##### Excerpted data
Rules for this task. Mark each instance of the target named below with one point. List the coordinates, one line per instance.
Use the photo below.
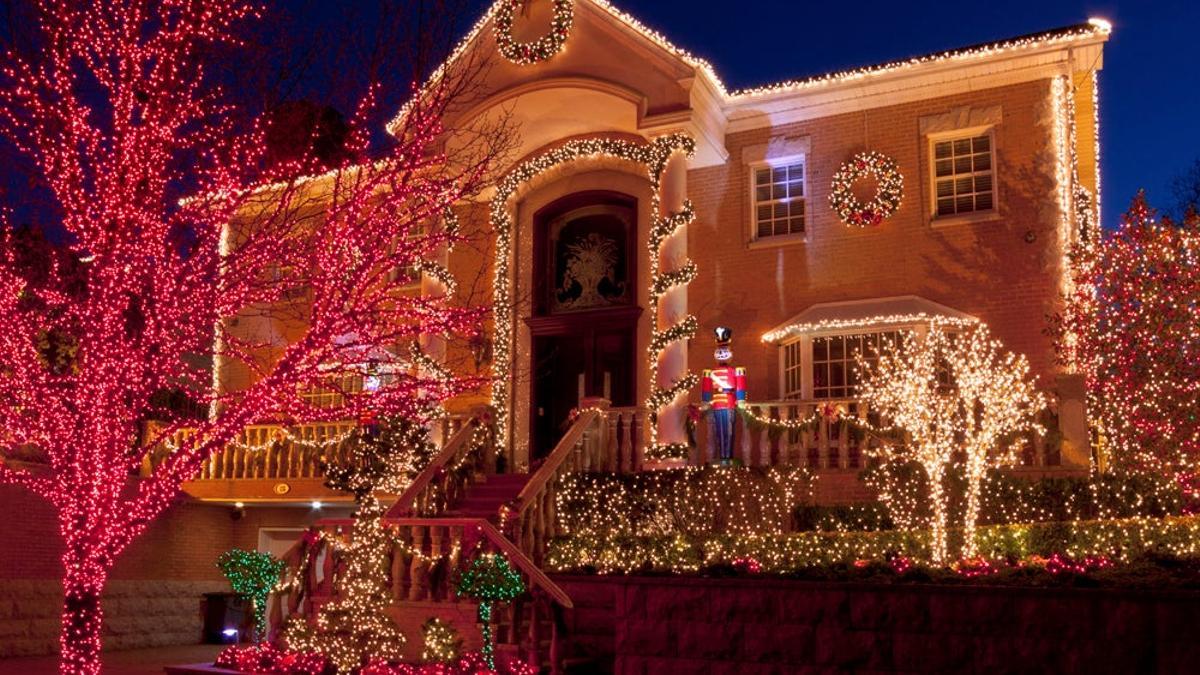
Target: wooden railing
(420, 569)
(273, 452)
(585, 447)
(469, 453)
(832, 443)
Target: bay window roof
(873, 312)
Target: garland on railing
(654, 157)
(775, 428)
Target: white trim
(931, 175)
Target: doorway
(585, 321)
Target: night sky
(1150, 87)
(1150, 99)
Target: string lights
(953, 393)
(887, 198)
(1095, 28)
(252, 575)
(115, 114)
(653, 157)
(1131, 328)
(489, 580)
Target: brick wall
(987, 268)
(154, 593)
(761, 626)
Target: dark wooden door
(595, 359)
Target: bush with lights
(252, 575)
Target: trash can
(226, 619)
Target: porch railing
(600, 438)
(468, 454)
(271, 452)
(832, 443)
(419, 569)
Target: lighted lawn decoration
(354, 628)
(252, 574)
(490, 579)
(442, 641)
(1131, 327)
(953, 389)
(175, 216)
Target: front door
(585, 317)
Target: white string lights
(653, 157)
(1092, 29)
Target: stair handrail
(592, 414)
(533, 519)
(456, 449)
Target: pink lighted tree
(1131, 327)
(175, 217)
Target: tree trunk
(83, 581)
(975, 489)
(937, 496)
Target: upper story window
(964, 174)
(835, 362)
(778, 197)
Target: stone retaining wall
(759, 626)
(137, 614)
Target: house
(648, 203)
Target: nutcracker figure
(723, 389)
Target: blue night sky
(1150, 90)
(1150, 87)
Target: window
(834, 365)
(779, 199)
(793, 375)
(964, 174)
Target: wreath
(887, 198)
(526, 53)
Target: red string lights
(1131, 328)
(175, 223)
##########
__Work item__
Output the line containing "Target: white string lights" and every line after it through the final line of the records above, exactly as written and nothing else.

__Expected answer__
Target: white string lights
(653, 157)
(1092, 29)
Target: stair handrail
(592, 414)
(533, 519)
(456, 449)
Target: pink lighted tree
(1131, 327)
(175, 217)
Target: tree trunk
(83, 581)
(975, 489)
(937, 496)
Target: upper story window
(964, 174)
(835, 362)
(778, 197)
Target: stone retaining wall
(759, 626)
(137, 614)
Target: house
(648, 203)
Target: nutcracker figure
(723, 389)
Target: blue night sky
(1150, 90)
(1150, 87)
Target: window
(834, 365)
(779, 199)
(793, 375)
(964, 174)
Target: wreath
(887, 198)
(526, 53)
Target: red string lights
(1131, 328)
(175, 223)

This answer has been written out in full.